EXERCISE DIRECTIONS —
Return the exact lines spanning from the line with "find the person sitting" through the last line of the entries, boundaries included, and no others.

:: RECORDS SHOWN ::

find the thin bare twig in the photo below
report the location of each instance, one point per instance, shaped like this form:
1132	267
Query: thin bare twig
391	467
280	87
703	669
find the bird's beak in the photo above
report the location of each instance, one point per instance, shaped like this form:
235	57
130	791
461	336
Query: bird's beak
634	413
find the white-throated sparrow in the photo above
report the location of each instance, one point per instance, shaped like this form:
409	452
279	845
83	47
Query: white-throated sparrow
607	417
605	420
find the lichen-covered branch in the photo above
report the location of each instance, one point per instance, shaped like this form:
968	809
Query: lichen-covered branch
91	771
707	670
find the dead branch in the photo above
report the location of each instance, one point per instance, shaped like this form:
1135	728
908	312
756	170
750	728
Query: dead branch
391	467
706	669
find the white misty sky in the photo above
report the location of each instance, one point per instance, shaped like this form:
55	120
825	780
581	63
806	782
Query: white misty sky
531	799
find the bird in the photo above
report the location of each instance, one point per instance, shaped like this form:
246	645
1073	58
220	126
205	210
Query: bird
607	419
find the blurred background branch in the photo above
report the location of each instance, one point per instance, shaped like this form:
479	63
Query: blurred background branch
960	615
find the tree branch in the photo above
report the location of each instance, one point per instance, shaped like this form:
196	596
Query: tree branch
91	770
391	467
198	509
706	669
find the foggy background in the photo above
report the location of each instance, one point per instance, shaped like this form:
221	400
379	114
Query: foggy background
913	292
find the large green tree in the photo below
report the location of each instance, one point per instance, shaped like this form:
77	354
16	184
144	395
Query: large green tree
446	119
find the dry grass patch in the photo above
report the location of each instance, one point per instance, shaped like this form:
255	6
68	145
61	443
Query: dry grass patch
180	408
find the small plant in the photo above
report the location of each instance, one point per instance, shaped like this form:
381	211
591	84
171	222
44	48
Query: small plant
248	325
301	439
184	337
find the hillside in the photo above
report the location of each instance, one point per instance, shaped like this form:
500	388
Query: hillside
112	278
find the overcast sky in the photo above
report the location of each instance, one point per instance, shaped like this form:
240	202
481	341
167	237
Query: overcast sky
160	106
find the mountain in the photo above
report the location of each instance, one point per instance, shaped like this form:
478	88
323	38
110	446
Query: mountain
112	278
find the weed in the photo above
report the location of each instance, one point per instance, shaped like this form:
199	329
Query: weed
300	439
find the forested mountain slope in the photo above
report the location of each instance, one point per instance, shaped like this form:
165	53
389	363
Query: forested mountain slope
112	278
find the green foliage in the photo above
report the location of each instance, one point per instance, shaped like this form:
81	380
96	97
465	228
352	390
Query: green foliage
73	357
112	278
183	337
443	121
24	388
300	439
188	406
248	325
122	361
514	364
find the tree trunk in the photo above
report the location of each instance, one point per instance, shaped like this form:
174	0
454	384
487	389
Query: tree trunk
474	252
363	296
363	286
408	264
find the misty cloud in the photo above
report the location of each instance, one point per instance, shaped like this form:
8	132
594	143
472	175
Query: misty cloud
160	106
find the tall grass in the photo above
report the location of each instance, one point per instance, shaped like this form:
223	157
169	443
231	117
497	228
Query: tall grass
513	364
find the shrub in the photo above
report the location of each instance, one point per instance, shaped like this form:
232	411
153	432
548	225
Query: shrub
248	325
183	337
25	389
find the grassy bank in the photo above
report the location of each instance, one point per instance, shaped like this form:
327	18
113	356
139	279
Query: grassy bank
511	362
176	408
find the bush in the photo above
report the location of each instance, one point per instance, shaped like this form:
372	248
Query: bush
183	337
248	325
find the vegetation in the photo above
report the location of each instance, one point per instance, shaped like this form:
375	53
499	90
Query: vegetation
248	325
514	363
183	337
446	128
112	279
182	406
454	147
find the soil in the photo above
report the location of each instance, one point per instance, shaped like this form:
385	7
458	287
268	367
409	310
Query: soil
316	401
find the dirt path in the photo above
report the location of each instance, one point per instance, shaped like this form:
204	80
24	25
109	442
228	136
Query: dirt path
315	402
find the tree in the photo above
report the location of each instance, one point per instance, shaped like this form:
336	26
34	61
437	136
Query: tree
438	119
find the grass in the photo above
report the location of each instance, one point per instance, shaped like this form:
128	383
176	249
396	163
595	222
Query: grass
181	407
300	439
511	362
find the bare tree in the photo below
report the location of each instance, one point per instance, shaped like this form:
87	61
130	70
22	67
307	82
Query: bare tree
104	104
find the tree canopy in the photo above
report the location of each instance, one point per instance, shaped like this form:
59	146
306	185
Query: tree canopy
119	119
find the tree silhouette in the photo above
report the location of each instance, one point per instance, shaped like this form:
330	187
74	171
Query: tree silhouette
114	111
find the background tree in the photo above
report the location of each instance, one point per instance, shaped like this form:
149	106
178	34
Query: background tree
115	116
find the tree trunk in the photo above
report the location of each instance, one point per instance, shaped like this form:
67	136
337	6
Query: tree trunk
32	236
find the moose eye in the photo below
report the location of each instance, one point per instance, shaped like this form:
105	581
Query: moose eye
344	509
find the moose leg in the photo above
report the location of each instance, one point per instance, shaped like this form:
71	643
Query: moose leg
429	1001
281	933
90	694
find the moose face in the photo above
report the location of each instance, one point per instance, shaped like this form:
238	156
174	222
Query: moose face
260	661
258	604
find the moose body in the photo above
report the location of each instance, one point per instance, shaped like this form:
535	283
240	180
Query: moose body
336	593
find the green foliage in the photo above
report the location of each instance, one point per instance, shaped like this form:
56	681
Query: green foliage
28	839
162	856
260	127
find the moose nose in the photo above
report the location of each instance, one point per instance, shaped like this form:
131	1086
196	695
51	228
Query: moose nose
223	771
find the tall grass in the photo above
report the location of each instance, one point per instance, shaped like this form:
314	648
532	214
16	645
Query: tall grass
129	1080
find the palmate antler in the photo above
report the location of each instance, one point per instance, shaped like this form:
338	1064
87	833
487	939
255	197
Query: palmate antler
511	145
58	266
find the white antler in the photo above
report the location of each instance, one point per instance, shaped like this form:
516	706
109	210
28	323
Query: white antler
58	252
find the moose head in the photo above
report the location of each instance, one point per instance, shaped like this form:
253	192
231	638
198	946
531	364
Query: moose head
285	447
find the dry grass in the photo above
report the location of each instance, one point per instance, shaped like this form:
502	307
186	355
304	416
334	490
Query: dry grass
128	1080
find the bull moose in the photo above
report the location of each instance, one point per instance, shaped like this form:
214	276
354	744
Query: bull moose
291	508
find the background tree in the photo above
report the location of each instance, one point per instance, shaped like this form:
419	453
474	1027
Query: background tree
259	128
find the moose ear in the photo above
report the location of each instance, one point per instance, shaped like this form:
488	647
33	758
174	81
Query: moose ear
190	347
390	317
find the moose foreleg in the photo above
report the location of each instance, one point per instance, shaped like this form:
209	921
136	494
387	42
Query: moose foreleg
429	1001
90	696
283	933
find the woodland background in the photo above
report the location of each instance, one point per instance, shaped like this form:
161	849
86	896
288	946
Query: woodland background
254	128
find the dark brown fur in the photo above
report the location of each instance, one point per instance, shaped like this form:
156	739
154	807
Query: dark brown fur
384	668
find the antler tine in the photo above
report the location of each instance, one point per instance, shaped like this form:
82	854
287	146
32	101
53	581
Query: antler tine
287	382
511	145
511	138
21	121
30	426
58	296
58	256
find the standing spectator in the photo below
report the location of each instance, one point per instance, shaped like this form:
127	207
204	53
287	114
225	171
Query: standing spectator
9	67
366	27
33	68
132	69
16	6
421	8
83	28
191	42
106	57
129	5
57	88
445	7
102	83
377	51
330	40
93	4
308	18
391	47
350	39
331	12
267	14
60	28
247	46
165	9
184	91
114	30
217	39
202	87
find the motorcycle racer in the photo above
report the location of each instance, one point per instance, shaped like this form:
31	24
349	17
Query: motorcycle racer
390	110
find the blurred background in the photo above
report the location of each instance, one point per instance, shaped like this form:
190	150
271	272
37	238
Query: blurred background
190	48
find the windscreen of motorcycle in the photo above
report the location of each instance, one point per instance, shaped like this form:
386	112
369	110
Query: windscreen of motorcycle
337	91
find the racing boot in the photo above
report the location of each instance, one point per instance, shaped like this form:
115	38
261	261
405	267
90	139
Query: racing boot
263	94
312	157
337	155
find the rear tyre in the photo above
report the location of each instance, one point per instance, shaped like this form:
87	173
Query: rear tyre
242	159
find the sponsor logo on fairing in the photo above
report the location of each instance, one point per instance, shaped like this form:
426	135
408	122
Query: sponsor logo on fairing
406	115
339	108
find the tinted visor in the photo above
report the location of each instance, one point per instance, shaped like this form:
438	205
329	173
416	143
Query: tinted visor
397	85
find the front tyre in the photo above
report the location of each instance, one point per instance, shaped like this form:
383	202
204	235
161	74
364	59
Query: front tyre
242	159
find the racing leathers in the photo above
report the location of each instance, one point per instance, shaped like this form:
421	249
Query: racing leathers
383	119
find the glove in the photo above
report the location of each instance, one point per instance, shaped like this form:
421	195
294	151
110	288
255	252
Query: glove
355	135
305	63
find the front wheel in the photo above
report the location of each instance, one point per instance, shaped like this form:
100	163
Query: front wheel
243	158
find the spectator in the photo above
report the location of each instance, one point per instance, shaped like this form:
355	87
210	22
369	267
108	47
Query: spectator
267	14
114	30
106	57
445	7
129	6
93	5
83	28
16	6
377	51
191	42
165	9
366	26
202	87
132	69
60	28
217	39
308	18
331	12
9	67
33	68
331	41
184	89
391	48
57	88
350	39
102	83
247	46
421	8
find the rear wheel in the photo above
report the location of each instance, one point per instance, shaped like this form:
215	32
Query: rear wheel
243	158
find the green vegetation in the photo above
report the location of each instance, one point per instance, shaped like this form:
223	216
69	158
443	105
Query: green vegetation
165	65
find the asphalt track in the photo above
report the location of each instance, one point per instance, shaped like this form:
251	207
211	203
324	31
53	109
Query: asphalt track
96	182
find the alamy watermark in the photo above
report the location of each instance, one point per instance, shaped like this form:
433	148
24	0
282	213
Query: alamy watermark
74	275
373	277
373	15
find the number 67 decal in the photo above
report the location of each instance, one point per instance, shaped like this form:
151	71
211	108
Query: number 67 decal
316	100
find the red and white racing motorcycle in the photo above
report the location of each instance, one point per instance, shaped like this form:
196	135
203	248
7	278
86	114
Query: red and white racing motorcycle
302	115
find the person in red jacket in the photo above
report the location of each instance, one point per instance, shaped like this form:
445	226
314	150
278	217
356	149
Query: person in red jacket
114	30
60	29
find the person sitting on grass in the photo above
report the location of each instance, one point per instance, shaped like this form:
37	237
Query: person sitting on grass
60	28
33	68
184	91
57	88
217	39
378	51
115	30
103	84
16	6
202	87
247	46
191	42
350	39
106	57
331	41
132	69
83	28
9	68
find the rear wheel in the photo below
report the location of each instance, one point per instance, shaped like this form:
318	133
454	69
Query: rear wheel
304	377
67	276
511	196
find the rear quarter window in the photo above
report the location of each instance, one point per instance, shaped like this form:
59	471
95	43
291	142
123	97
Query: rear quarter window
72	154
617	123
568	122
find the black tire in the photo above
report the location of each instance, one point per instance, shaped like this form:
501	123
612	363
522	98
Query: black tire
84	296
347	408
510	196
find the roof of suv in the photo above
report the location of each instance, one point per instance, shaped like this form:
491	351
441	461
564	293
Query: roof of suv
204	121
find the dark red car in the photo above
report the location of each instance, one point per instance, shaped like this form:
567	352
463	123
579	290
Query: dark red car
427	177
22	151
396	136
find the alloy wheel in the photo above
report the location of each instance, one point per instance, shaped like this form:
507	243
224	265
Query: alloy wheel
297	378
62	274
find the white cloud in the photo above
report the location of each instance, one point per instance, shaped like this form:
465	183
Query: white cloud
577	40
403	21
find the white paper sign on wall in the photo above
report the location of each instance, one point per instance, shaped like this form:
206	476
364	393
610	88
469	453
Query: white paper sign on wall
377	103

:::

SOLUTION TO THIS PROBLEM —
find the person sitting on grass in the photo above
report the location of each instance, one point per instance, shaped like this form:
37	237
Query: person sitting on grass
60	28
33	68
184	91
57	88
217	39
378	51
115	30
103	84
16	6
202	87
247	46
191	42
350	39
106	57
331	41
132	69
83	28
9	68
find the rear wheel in the photo below
report the location of each instance, one point per instance, shaped like this form:
318	133
454	69
Query: rear wheel
304	377
67	276
511	196
find the rear quarter window in the photo above
report the location of each instance, one point per instance, shaped like this form:
59	471
95	43
291	142
123	97
Query: rear quarter window
72	154
617	123
568	122
find the black tire in the photo above
report the location of each instance, one point per instance, shaped like this form:
501	123
612	363
522	98
Query: black tire
84	296
347	408
510	196
find the roof of suv in the photo above
report the location of each instance, one point per instance, shaped like this form:
491	351
441	461
564	293
Query: roof of suv
204	121
find the dark red car in the photo above
report the location of each instance, one point per instance, shaped like this form:
567	352
463	123
579	290
Query: dark red car
427	177
22	151
396	136
find the alloy wheel in the photo above
report the location of each instance, one point per instance, shaped like this form:
507	243
224	265
Query: alloy wheel
297	378
62	274
find the white cloud in the photo above
report the location of each instance, one point per instance, shaped like this form:
465	183
Query: white cloud
577	40
403	21
find the white paper sign on wall in the photo above
report the location of each instance, one point per instance, shaped like this form:
206	476
364	393
610	88
469	453
Query: white paper sign on wall
377	103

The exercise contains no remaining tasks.